Excerpts from a detection dataset
==*==

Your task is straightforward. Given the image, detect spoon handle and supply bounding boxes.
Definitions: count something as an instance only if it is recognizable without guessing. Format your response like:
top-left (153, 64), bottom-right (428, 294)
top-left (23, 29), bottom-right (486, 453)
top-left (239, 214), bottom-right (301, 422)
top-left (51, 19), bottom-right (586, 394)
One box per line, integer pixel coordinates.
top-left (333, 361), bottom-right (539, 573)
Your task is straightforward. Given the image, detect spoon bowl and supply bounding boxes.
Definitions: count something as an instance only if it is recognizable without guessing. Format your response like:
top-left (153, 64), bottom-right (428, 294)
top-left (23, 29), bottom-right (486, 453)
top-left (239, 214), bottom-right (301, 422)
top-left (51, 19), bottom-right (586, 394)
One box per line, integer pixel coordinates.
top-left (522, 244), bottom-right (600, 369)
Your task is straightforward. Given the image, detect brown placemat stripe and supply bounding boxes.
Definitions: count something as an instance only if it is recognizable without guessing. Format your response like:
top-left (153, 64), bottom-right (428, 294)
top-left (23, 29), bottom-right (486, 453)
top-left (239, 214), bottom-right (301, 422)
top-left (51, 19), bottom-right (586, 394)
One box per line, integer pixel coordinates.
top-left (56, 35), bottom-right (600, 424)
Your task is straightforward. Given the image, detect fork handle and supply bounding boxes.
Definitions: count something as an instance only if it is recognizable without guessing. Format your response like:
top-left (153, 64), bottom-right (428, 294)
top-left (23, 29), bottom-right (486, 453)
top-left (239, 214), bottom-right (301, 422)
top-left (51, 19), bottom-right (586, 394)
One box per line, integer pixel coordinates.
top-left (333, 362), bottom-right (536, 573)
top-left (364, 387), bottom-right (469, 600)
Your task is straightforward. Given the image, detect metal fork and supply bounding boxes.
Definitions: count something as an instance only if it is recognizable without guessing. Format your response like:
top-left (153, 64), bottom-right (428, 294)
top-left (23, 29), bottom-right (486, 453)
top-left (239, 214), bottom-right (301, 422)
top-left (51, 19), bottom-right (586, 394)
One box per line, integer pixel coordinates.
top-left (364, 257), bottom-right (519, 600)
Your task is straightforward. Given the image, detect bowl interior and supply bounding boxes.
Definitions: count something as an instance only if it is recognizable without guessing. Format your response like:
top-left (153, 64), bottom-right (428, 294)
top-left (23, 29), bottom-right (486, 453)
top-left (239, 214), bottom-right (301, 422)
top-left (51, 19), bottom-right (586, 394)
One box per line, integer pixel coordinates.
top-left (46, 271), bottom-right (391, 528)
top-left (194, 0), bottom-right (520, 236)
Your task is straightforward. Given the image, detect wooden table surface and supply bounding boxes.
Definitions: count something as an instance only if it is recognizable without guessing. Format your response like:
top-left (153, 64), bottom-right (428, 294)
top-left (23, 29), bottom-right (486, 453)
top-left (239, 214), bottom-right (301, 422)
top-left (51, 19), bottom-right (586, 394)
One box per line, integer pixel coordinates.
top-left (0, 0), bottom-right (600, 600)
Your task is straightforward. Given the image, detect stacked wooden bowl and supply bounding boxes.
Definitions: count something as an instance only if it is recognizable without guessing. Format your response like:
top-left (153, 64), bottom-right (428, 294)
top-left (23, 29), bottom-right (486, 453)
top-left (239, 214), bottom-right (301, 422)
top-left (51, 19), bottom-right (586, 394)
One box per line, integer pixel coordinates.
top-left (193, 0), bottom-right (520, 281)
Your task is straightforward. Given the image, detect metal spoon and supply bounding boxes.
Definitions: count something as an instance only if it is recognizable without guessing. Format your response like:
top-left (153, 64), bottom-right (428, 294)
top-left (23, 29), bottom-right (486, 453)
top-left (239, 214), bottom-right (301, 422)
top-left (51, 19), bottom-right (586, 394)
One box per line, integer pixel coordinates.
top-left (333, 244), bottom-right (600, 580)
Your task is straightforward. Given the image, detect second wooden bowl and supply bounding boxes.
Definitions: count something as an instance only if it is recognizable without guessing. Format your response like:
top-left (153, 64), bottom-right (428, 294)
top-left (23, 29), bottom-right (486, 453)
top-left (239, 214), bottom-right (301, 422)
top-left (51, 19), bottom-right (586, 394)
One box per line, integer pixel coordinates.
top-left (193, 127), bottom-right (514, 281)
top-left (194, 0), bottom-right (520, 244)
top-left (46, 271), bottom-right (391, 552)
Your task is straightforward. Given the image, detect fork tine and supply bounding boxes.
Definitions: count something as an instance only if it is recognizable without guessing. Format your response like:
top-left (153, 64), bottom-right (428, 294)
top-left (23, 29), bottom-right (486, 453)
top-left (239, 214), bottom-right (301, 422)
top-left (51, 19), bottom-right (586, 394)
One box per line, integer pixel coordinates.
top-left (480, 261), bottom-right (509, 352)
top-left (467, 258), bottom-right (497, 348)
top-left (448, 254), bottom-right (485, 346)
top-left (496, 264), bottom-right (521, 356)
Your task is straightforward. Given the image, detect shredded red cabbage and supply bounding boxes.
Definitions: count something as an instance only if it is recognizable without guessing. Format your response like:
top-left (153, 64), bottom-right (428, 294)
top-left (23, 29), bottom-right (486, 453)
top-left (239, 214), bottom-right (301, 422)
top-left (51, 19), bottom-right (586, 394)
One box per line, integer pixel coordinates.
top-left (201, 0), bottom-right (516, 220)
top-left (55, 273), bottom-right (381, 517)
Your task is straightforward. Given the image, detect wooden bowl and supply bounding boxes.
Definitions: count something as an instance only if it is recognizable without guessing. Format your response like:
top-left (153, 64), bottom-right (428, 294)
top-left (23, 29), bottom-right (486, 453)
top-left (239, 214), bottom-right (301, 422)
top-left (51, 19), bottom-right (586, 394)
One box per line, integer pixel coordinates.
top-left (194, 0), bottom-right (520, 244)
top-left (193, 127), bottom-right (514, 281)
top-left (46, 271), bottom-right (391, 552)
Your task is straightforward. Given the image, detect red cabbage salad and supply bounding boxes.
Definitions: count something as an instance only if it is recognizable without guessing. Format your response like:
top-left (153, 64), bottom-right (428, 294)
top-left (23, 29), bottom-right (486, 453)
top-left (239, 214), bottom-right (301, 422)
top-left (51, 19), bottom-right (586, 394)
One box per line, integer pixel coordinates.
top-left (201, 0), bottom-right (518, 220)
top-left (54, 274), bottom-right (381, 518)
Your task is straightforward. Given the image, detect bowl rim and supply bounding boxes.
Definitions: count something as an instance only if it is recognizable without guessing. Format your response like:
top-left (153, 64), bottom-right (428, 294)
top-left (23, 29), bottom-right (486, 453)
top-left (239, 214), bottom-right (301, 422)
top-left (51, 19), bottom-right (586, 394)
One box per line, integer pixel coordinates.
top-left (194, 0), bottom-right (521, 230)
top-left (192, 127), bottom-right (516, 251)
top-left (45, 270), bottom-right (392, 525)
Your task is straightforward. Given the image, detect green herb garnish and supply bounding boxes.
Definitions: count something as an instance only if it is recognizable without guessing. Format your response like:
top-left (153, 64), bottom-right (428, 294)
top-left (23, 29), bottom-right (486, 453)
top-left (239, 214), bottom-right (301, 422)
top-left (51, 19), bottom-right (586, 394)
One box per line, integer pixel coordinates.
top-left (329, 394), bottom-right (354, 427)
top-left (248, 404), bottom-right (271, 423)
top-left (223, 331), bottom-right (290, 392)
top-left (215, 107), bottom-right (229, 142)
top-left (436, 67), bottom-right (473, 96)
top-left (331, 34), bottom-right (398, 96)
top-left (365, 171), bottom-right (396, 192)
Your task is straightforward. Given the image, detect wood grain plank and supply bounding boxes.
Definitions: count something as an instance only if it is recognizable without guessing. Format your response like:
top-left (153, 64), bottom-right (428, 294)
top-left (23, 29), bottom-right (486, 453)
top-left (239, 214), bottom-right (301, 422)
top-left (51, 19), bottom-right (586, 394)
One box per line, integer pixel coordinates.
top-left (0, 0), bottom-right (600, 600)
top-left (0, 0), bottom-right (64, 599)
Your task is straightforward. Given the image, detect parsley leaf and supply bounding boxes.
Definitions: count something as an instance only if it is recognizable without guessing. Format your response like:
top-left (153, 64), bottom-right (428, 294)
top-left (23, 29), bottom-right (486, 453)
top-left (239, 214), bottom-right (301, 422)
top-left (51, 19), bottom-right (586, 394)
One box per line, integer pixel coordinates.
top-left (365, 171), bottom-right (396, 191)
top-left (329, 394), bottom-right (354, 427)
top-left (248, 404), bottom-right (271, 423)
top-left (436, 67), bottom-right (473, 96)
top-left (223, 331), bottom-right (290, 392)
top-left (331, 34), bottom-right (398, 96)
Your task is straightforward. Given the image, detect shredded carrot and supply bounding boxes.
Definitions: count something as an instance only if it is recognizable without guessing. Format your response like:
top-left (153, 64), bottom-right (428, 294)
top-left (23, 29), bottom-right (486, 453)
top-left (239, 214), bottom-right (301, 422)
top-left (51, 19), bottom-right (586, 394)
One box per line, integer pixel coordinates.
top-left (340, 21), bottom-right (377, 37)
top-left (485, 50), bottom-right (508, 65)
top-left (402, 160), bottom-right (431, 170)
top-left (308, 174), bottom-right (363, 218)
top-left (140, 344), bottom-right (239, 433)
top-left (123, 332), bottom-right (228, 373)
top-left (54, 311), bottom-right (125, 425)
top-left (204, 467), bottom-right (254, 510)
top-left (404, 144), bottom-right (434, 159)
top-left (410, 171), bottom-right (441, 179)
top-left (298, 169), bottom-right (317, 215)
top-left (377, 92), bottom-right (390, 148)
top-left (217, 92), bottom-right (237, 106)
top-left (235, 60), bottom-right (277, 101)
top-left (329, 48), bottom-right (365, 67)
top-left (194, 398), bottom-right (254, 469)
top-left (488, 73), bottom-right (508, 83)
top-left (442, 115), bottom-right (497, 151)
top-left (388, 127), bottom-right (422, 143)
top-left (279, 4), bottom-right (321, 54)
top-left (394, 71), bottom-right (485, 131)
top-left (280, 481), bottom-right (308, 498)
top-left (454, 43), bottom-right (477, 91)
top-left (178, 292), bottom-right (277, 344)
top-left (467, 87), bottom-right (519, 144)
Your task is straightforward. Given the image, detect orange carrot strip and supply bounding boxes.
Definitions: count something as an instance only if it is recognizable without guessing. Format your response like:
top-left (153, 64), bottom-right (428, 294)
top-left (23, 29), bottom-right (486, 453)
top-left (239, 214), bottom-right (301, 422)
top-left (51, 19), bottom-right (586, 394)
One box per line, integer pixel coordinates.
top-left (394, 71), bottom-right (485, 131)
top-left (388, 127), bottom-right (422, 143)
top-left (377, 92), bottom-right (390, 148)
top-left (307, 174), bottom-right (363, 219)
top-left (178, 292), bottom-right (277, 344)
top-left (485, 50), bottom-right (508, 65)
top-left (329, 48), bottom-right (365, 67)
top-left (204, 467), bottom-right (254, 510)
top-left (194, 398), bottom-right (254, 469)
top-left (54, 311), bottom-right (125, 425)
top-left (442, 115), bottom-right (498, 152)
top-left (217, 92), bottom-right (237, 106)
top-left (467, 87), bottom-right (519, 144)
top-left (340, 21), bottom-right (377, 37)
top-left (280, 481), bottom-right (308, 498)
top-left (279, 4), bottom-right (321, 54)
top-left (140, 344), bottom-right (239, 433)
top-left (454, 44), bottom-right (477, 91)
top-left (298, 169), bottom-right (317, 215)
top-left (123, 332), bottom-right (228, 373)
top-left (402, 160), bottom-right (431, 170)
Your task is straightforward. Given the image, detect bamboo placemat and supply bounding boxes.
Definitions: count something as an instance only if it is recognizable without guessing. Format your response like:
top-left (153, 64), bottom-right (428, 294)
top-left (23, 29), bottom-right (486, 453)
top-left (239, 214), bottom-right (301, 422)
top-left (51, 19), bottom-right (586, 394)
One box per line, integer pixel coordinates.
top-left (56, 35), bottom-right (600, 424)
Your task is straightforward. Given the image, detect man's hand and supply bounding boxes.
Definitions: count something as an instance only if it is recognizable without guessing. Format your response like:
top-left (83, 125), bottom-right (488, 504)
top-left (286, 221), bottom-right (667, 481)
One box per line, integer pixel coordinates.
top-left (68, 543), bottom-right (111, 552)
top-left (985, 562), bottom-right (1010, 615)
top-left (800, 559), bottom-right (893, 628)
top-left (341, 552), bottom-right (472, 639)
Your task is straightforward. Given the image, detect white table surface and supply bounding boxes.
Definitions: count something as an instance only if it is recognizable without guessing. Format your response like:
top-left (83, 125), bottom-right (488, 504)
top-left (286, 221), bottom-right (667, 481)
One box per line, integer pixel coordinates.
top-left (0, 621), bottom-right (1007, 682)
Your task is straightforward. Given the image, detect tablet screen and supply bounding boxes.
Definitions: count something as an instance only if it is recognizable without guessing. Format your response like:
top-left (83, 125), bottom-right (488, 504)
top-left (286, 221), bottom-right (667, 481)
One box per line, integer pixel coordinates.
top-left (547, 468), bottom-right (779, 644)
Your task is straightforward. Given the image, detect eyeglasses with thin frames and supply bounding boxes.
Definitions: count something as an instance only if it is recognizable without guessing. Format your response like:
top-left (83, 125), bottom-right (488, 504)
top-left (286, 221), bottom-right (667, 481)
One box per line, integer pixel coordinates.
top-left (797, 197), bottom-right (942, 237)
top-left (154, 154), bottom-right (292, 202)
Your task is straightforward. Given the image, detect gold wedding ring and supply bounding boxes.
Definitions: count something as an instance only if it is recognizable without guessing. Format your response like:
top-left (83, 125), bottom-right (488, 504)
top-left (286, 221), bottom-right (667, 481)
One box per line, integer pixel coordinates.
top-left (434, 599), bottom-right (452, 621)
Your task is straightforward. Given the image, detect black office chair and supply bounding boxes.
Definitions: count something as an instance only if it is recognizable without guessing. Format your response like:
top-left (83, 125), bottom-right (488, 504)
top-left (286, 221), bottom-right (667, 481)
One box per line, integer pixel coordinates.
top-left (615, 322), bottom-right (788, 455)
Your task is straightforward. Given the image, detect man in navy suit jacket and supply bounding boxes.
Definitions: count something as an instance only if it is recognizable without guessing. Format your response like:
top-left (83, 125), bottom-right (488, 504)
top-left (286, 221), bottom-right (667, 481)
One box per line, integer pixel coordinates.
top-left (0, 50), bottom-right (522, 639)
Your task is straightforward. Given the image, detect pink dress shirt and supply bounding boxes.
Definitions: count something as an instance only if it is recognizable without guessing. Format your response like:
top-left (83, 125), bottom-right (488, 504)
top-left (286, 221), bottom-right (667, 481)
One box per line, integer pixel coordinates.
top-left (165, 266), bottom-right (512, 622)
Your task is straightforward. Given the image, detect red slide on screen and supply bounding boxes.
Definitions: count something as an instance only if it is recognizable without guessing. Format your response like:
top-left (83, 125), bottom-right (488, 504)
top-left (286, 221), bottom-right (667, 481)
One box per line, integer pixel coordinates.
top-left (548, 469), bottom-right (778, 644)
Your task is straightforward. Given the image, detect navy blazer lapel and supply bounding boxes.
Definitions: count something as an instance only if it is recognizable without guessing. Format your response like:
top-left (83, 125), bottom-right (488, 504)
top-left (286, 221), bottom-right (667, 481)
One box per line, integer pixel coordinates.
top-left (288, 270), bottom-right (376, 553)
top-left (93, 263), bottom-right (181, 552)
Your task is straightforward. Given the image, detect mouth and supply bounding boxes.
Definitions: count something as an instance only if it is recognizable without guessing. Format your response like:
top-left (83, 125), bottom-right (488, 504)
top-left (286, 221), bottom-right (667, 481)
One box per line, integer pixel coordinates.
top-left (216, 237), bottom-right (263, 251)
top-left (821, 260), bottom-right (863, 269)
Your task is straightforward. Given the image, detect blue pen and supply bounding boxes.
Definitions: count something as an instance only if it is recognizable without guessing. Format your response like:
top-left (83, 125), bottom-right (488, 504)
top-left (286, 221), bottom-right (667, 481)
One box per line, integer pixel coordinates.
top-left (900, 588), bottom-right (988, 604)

==*==

SET TASK
Convert the data above, from its first line through the line containing "top-left (522, 244), bottom-right (600, 369)", into a JSON list of strings with one string per line and no entries for blank lines.

EXPECTED ANSWER
[
  "Your task is straightforward. Given the image, detect spoon handle and supply bounding boxes.",
  "Definitions: count something as an instance only if it is recognizable without guessing. Format your response like:",
  "top-left (153, 64), bottom-right (428, 294)",
  "top-left (23, 29), bottom-right (486, 453)",
  "top-left (239, 214), bottom-right (301, 422)",
  "top-left (51, 19), bottom-right (586, 394)",
  "One box per line, integer pixel coordinates.",
  "top-left (333, 361), bottom-right (539, 573)",
  "Your task is straightforward. Given the image, detect spoon bowl and supply bounding boxes.",
  "Definitions: count something as an instance only if it is recognizable without guessing. Format your response like:",
  "top-left (153, 64), bottom-right (428, 294)",
  "top-left (23, 29), bottom-right (486, 453)",
  "top-left (239, 214), bottom-right (301, 422)",
  "top-left (51, 19), bottom-right (586, 394)",
  "One box per line, integer pixel coordinates.",
  "top-left (522, 244), bottom-right (600, 369)"
]